2.2Het gaat in deze zaak om het volgende.
a. Tussen Unibail als verhuurder en Forecast als huurder bestaat een huurovereenkomst met betrekking tot bedrijfsruimte in het winkelcentrum Stadshart
Amstelveen, die is bestemd om te worden gebruikt als winkelruimte voor de verkoop van damesmode. De huur is aangevangen op 1 maart 1999 voor een periode van tien jaar en is naderhand verlengd tot en met 31 december 2014. Nadien wordt de overeenkomst in beginsel voortgezet voor aansluitende periodes van vijf jaar.
b. In artikel 3 van de toepasselijke algemene voorwaarden is bepaald dat huurder in het gehuurde daadwerkelijk zijn bedrijf dient uit te oefenen en het gehuurde overeenkomstig de bestemming dient in te richten en te gebruiken.
c. Bij brief gedateerd 24 december 2013, bij deurwaardersexploot van 30 december 2013 aan Forecast betekend, heeft Unibail de huurovereenkomst met inachtneming van een opzegtermijn van twaalf maanden opgezegd tegen 31 december 2014 met een beroep op dringend eigen gebruik in verband met de voorgenomen renovatie van het deel van het winkelcentrum waarvan het gehuurde deel uitmaakt en de belangenafweging bedoeld in artikel 7:296 lid 3 BW. In de brief is vermeld dat Unibail graag in overleg treedt over de mogelijkheden voor het aanbieden van vervangende huurruimte in het winkelcentrum en bereid is de wettelijke vergoeding als bedoeld in artikel 7:297 BW te betalen. Verzocht wordt om binnen zes weken na dagtekening van de brief te berichten of wordt ingestemd met huurbeëindiging.

VRAGEN EN OPDRACHTEN>
• A. Druk het deel van de tekst over de huurzaak tussen Unibail en Forecast af, van "b. In artikel" tot en met "en te gebruiken.".
• B. Zet de tekst over de huurzaak tussen Unibail en Forecast voort vanaf het punt waar deze ophoudt.

Gegevens voor het aanwijzen van regio's
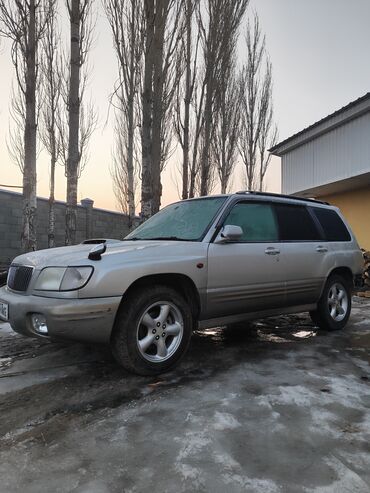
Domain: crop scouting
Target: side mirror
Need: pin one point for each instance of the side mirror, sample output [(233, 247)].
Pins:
[(229, 233)]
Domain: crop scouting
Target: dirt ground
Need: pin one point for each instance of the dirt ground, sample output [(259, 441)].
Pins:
[(270, 406)]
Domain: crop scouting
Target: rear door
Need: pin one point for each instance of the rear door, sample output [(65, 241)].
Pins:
[(247, 275), (306, 254)]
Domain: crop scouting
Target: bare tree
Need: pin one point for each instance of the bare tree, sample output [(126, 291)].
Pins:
[(81, 119), (23, 22), (50, 113), (257, 130), (185, 90), (163, 31), (225, 140), (218, 35), (126, 20), (269, 133)]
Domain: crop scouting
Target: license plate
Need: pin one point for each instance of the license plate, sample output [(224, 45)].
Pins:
[(4, 311)]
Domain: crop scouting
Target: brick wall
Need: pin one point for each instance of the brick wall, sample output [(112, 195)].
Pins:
[(91, 223)]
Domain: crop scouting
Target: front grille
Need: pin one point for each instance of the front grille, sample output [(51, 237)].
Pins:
[(19, 277)]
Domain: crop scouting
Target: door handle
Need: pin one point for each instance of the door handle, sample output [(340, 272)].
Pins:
[(272, 251)]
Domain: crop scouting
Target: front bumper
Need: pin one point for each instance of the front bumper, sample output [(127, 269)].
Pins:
[(87, 320)]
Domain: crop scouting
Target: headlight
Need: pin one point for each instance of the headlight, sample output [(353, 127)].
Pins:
[(63, 278)]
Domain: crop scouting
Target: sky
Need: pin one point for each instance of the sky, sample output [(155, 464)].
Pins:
[(319, 51)]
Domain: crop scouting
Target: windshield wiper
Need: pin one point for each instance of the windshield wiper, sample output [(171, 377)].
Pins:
[(174, 238)]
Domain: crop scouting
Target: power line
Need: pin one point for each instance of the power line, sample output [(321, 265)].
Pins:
[(10, 186)]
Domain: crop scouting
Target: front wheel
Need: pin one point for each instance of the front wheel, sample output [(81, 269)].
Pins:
[(152, 331), (334, 307)]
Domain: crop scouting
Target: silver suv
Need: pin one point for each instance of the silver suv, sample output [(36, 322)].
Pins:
[(206, 261)]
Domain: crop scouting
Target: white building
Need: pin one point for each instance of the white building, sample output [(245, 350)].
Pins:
[(330, 160)]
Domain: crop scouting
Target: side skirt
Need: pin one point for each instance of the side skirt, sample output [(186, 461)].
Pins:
[(242, 317)]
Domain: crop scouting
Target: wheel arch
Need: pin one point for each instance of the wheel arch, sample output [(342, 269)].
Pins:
[(344, 272), (179, 282)]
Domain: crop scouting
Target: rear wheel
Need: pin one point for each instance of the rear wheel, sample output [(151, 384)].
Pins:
[(334, 307), (152, 330)]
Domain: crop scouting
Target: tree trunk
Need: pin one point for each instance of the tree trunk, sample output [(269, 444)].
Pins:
[(131, 125), (146, 137), (158, 82), (73, 124), (51, 232), (205, 172), (187, 101), (29, 175)]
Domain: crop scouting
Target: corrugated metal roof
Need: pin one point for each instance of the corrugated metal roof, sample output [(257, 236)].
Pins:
[(350, 105)]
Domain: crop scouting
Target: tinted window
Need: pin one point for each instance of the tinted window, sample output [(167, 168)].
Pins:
[(256, 220), (187, 220), (296, 223), (333, 226)]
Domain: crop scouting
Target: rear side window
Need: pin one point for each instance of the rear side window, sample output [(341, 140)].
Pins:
[(332, 224), (256, 220), (296, 223)]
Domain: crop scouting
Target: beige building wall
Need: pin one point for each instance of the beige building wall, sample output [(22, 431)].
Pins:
[(355, 206)]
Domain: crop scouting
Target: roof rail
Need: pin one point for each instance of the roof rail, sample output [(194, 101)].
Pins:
[(281, 195)]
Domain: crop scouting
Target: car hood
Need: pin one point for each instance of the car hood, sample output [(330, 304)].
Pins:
[(116, 251)]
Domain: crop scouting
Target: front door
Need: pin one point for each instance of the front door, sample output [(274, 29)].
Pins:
[(248, 275)]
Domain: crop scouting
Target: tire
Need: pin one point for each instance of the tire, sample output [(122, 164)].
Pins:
[(334, 307), (152, 330)]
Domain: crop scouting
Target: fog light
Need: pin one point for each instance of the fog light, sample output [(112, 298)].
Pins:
[(39, 323)]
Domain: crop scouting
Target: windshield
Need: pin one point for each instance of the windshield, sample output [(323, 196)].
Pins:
[(187, 221)]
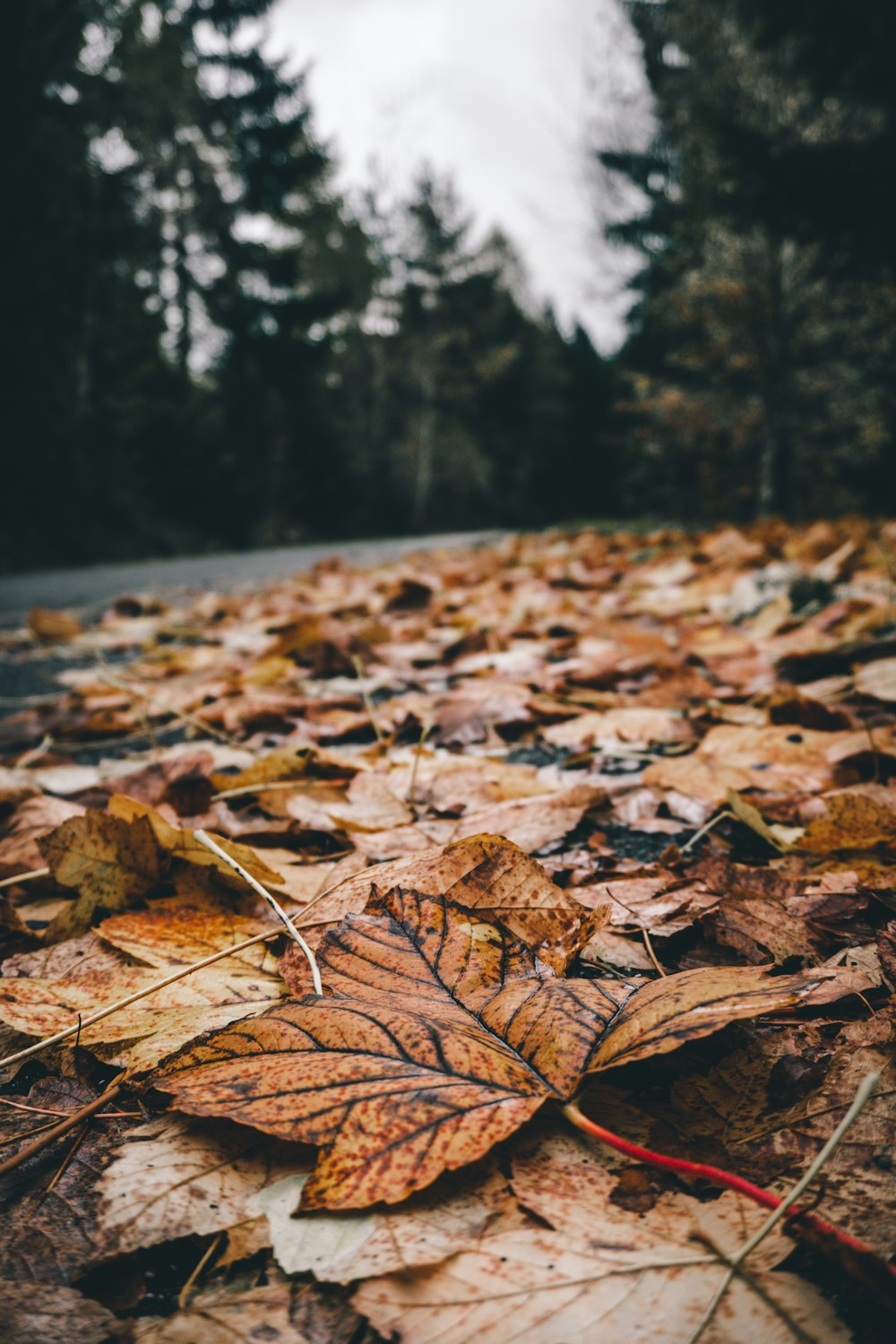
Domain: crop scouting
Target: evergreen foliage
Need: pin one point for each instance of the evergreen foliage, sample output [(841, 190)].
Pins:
[(764, 339), (207, 349)]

GENUMMERDE ANTWOORDEN>
• A.
b. In artikel 3 van de toepasselijke algemene voorwaarden is bepaald dat huurder in het gehuurde daadwerkelijk zijn bedrijf dient uit te oefenen en het gehuurde overeenkomstig de bestemming dient in te richten en te gebruiken.

• B.
d. Naar aanleiding van de opzegging zijn partijen in overleg getreden over een eventuele tijdelijke huur van de bedrijfsruimte met de mogelijkheid van tussentijdse opzegging en een beëindigingsvergoeding. Per e-mail van 25 juli 2014 heeft Unibail een vergoeding aangeboden van € 50.000,= voor ieder jaar dat de bedrijfsruimte na 1 januari 2015 tijdelijk zou worden gehuurd.
e. Bij brief van 15 september 2014 heeft Forecast daarop gereageerd en meegedeeld dat zij bereid is mee te werken aan beëindiging van de huurovereenkomst per 30 september 2014 met een beëindigingsvergoeding van € 300.000,= exclusief btw onder de opschortende en ontbindende voorwaarde dat per 1 oktober 2014 een tijdelijke huurovereenkomst zou worden gesloten voor maximaal twee jaar met een opzegtermijn van twee maanden. Dit voorstel was geldig tot en met 23 september 2014. Op 1 oktober 2014 hebben partijen over dit voorstel een bespreking gevoerd.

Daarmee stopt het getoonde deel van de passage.